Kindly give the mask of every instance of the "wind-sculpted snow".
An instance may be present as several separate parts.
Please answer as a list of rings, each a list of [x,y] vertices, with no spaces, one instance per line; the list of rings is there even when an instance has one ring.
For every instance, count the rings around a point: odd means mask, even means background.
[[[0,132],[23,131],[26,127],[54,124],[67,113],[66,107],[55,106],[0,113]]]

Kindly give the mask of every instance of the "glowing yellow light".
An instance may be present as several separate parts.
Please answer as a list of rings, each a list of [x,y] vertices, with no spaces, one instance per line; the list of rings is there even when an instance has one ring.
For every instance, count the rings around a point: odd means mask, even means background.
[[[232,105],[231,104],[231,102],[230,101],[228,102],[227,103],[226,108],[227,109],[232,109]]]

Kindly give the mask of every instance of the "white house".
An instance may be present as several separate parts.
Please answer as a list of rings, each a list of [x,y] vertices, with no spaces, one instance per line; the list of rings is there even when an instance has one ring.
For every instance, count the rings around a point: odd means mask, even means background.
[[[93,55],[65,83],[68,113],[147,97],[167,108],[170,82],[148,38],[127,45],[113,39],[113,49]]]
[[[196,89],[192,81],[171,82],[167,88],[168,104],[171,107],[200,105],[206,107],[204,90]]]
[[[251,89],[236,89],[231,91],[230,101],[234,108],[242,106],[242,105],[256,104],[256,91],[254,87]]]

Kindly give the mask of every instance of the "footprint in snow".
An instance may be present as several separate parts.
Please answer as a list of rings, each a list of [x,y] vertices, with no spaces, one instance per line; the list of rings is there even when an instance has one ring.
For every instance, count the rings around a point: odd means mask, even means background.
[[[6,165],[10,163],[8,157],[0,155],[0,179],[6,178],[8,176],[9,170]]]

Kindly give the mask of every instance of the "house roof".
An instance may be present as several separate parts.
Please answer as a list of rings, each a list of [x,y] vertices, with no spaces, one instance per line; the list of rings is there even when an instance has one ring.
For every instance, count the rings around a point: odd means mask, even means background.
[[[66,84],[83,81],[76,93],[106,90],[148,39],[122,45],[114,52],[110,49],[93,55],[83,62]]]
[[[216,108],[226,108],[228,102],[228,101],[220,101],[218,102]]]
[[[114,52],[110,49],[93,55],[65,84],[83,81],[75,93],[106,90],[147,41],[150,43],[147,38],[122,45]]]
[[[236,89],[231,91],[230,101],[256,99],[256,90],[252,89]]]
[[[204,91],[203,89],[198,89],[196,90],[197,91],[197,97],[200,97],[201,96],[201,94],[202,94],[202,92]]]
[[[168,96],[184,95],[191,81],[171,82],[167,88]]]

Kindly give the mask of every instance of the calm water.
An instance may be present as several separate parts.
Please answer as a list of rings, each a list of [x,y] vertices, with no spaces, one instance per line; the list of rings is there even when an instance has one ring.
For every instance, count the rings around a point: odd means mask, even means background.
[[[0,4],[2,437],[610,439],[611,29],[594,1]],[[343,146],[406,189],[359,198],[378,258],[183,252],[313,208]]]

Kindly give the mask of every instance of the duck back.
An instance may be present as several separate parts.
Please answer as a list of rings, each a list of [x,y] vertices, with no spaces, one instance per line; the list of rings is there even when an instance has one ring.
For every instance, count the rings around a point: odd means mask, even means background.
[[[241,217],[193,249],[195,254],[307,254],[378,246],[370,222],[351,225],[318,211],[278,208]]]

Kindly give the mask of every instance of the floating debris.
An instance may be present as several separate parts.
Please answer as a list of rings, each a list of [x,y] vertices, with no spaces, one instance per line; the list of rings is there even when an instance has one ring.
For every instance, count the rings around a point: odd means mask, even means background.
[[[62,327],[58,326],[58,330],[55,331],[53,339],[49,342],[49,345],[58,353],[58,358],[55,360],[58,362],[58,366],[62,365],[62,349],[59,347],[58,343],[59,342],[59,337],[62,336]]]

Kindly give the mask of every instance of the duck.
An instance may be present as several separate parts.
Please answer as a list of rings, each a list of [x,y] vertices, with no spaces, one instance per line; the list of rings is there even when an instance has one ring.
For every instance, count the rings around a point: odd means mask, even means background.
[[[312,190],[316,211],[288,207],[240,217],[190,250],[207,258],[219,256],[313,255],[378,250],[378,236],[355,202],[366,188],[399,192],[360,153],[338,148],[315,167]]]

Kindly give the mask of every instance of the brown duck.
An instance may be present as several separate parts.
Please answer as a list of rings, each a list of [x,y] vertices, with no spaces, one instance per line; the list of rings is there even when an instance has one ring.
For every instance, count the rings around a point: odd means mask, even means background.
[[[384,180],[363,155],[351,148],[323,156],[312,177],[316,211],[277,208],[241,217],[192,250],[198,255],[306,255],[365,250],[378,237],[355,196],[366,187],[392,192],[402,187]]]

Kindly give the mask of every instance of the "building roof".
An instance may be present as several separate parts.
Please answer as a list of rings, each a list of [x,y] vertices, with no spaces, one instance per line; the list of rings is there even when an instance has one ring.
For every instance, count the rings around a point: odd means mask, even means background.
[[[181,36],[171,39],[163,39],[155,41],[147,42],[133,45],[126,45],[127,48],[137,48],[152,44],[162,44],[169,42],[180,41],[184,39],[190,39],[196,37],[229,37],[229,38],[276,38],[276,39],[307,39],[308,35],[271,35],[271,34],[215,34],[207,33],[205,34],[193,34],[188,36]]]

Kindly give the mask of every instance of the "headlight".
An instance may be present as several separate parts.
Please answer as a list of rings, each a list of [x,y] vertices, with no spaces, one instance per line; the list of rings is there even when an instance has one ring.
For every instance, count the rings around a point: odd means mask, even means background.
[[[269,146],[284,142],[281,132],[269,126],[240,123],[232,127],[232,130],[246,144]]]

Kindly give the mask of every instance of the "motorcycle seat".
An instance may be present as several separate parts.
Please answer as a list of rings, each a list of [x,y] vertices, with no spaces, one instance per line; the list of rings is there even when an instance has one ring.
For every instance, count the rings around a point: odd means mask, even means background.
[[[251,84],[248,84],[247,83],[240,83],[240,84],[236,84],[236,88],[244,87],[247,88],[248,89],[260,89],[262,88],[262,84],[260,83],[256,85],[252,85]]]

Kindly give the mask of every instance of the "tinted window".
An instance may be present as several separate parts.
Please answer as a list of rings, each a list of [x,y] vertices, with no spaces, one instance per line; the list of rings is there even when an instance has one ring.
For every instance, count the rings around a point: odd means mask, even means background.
------------------------------------------------
**TASK REQUIREMENTS**
Exactly reproduce all of the entries above.

**EXERCISE SOLUTION**
Kindly give the mask of every instance of the "wind-sculpted snow".
An instance may be present as several separate parts.
Please answer as a list of rings, each a list of [x,y] vertices, with no spaces, one instance per line; the list of rings is there even when an instance has one ring.
For every instance, count the rings around a point: odd means mask, even means background.
[[[0,132],[23,131],[26,127],[54,124],[67,113],[66,107],[55,106],[0,113]]]

Kindly give the mask of every instance of the "glowing yellow light".
An instance may be present as several separate parts.
Please answer as a list of rings, each a list of [x,y] vertices, with no spaces, one instance per line; the list of rings is there even when an instance has one ring.
For every instance, count the rings around a point: odd means mask, even means background.
[[[232,105],[231,104],[231,102],[230,101],[228,102],[227,103],[226,108],[227,109],[232,109]]]

Kindly give the mask of every instance of the "white house".
An instance may be present as several separate parts.
Please answer as a list of rings, each a list of [x,y] vertices, with no spaces, one instance per line; the list of rings is there even when an instance has one ring.
For every instance, count the rings around a point: odd means mask, even means background.
[[[93,55],[65,83],[68,113],[147,97],[167,108],[170,82],[148,38],[127,45],[113,39],[113,49]]]
[[[196,89],[192,81],[171,82],[167,88],[168,104],[171,107],[200,105],[206,107],[204,90]]]
[[[251,89],[236,89],[231,91],[230,101],[234,108],[242,106],[242,105],[256,104],[256,91],[254,87]]]

Kindly give the mask of every instance of the "footprint in snow".
An instance may be present as several separate parts.
Please answer as a list of rings, each a list of [x,y] vertices, with no spaces, one instance per line; the list of rings is there even when an instance has one ring.
For every instance, count the rings around a point: odd means mask, even means background.
[[[6,165],[10,163],[8,157],[0,155],[0,179],[6,178],[8,176],[9,170]]]

Kindly give the mask of every instance of the "house roof".
An instance may be present as several separate parts.
Please answer as a list of rings, each a list of [x,y] vertices, with no spaces, one instance per line; the list of rings is there even when an instance has one ring.
For every instance, count the rings around a point: odd means mask, even means background.
[[[66,84],[83,81],[76,93],[106,90],[148,39],[122,45],[114,52],[110,49],[93,55],[83,62]]]
[[[216,108],[226,108],[228,102],[228,101],[220,101],[218,102]]]
[[[114,52],[110,49],[93,55],[65,84],[83,81],[75,93],[106,90],[147,41],[150,43],[147,38],[122,45]]]
[[[236,89],[231,91],[230,101],[256,99],[256,90],[252,89]]]
[[[204,91],[203,89],[198,89],[196,90],[197,91],[197,97],[200,97],[201,96],[201,94],[202,94],[202,92]]]
[[[168,96],[184,95],[191,81],[171,82],[167,88]]]

Kindly give the mask of every instance of the calm water.
An instance may be present as several separate parts.
Please answer as a list of rings, each a list of [x,y] vertices, with no spaces, one instance per line; the list of rings is there even when an instance has one ring.
For every instance, count the rings around a point: odd means mask, even means background.
[[[0,4],[2,437],[610,439],[611,29],[594,1]],[[343,146],[406,189],[359,198],[378,258],[183,252],[313,208]]]

Kindly give the mask of every instance of the duck back.
An instance may be present as several separate parts.
Please answer as a list of rings, each a list of [x,y] vertices, with no spaces, one instance per line; the list of rings is there even when an instance has one ring.
For every instance, count the rings around a point: odd means mask, even means background.
[[[241,217],[193,249],[195,254],[307,254],[378,246],[370,222],[351,225],[318,211],[278,208]]]

Kindly give the mask of every instance of the floating debris.
An instance may be present as several separate parts.
Please answer as a list of rings, each a list of [x,y] vertices, with no spaces, one instance per line; the list of rings is there even when an instance has one ring.
For every instance, count the rings around a point: odd means mask, even means background.
[[[62,327],[58,326],[58,330],[55,331],[53,339],[49,342],[49,345],[58,353],[58,358],[55,360],[58,362],[58,366],[62,365],[62,349],[59,347],[58,343],[59,342],[59,337],[62,336]]]

Kindly give the mask of every instance of the duck.
An instance may be present as several separate parts.
Please answer as a list of rings, each a list of [x,y] vertices, with no spaces, one instance per line; the list of rings is there even when an instance has one ring.
For every instance, count the rings around a point: odd means mask, even means background.
[[[312,190],[316,211],[288,207],[240,217],[190,250],[207,258],[219,256],[313,255],[378,250],[378,236],[355,202],[366,188],[399,192],[360,153],[338,148],[315,167]]]

Kindly give the mask of every instance of the brown duck.
An instance may be present as several separate parts.
Please answer as a list of rings, each a list of [x,y] vertices, with no spaces, one instance per line; the list of rings is there even when an instance has one ring.
For every instance, count the rings around a point: odd means mask, even means background.
[[[384,180],[363,155],[351,148],[323,156],[312,177],[316,211],[277,208],[241,217],[192,250],[198,255],[306,255],[365,250],[378,237],[355,196],[366,187],[392,192],[402,187]]]

Kindly give the mask of every instance of the "building roof".
An instance may be present as several separate parts.
Please answer as a list of rings, each a list of [x,y] vertices, with no spaces, one instance per line; the list of rings is there even when an instance has one ring.
For every instance, count the rings around a point: odd means mask, even means background.
[[[181,36],[171,39],[163,39],[155,41],[147,42],[133,45],[126,45],[127,48],[137,48],[152,44],[162,44],[169,42],[180,41],[184,39],[190,39],[196,37],[229,37],[229,38],[276,38],[276,39],[307,39],[308,35],[271,35],[271,34],[215,34],[207,33],[205,34],[193,34],[188,36]]]

Kindly give the mask of every instance of the "headlight".
An instance may be present as several separate parts.
Please answer as a list of rings, each a list of [x,y] vertices, with no spaces, one instance per line; the list of rings is there even when an instance has one ring.
For every instance, count the rings around a point: odd means mask, even means background.
[[[269,146],[284,142],[281,132],[269,126],[240,123],[232,127],[232,130],[246,144]]]

Kindly give the mask of every instance of the "motorcycle seat".
An instance may be present as several separate parts.
Please answer as a list of rings, each a list of [x,y] vertices, with no spaces, one instance per line; the list of rings is there even when an instance has one ring.
For every instance, count the rings around a point: odd means mask, even means background.
[[[251,84],[248,84],[247,83],[240,83],[240,84],[236,84],[236,88],[244,87],[247,88],[248,89],[260,89],[262,88],[262,84],[260,83],[256,85],[252,85]]]

Kindly give the mask of every instance of the "tinted window".
An instance may be present as several separate parts.
Please answer as a list of rings, each a list of [x,y] vertices, with no spaces, one instance per line; the list of rings is there even when an instance has one ring.
For every instance, count the rings around a point: odd means mask, even means background.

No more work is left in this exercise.